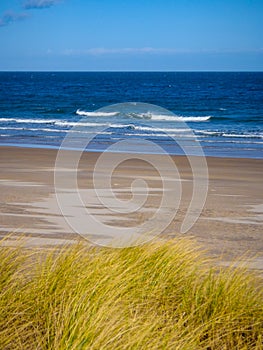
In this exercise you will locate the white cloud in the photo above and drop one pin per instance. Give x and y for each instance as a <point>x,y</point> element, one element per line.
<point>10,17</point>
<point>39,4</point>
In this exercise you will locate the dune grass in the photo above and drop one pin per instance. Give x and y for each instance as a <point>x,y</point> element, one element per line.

◆ ◆ ◆ ◆

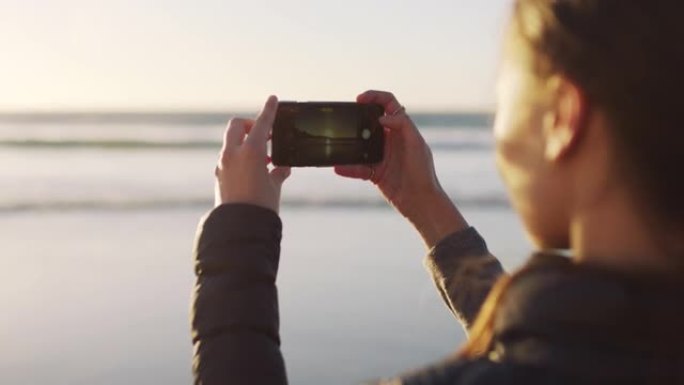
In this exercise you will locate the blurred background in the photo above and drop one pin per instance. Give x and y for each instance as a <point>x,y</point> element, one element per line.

◆ ◆ ◆ ◆

* [Task objective]:
Beginning at the line above that contains "In this exercise you will locate the white", return each line exactly through the line that contains "In this exercise you will locate the dune", and no others.

* [Answer]:
In this exercise you will locate the white cloud in the photo above and drop one pin per instance. Give x and y for each instance as a <point>x,y</point> element, one element per line.
<point>10,17</point>
<point>39,4</point>
In this exercise you will locate the dune grass in the photo above and drop one pin per instance. Give x and y for each instance as a <point>x,y</point> element, one element per line.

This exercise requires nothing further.